> **WHAT THE EXERCISE ASKS**:
Format the stretch from the line containing "Game engine object recognition — detect tractor windshield" through the end of the items as a JSON list of strings, one string per line, leaving out blank lines.

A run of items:
——————————

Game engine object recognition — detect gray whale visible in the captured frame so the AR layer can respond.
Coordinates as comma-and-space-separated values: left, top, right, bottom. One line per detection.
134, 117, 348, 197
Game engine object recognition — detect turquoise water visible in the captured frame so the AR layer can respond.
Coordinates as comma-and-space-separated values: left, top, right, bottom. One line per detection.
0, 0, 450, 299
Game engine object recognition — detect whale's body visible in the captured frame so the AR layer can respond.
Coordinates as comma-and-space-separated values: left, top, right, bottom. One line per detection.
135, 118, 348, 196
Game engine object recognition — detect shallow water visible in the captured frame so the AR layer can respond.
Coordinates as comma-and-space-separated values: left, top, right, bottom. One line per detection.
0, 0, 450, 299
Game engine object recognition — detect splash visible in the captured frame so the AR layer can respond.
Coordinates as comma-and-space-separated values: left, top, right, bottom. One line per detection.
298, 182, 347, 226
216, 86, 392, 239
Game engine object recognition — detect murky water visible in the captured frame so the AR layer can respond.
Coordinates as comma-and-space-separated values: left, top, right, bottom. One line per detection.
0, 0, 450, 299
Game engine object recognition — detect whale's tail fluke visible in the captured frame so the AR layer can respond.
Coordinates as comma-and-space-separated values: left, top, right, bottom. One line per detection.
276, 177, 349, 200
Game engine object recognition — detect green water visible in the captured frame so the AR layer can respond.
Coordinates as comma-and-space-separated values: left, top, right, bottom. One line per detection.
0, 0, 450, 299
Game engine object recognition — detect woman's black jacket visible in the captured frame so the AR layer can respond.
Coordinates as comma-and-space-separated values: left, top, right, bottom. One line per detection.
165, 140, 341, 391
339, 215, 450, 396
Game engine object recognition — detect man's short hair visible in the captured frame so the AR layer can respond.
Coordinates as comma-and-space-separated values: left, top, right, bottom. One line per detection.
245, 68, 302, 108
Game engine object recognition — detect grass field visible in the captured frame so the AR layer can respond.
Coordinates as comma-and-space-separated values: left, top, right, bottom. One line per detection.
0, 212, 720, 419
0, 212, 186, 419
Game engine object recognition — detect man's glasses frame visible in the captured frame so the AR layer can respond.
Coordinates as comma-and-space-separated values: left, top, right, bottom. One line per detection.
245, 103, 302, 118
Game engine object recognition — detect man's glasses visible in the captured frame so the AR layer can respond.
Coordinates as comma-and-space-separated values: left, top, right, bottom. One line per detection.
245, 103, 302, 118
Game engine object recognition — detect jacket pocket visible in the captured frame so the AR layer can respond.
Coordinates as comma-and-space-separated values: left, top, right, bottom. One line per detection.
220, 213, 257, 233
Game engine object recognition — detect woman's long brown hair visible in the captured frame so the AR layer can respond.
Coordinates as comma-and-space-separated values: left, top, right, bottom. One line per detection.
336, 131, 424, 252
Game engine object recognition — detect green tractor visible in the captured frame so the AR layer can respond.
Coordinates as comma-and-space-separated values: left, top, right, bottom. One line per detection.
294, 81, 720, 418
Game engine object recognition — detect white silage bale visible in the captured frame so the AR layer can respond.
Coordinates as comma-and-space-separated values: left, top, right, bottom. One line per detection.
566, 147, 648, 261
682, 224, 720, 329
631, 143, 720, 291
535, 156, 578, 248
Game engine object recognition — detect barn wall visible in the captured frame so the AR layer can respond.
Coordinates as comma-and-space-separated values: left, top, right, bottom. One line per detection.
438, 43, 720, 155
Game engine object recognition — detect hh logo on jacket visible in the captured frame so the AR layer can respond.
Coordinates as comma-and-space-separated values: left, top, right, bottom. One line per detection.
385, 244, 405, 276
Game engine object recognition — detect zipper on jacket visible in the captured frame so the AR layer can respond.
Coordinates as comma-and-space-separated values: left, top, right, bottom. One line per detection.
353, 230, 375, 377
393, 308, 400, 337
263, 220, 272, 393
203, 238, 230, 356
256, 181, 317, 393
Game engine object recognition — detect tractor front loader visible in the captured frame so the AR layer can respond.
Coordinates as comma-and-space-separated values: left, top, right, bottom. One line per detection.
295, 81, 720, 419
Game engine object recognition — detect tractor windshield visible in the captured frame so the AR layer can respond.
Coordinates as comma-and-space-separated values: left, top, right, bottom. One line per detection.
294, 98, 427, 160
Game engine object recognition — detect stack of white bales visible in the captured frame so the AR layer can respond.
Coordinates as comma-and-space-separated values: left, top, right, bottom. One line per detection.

——————————

> **FINISHED EXERCISE**:
[
  "Game engine object recognition — detect tractor windshield visible in the captured frame so the AR layer can respond.",
  "Coordinates as comma-and-space-separated values: left, top, right, bottom. One line per detection.",
  "294, 98, 427, 160",
  "Game engine object recognition — detect stack of white bales visible in the captured frame so the AR layer can respond.",
  "Coordinates as comma-and-space-separated values: left, top, right, bottom. One line per detection."
]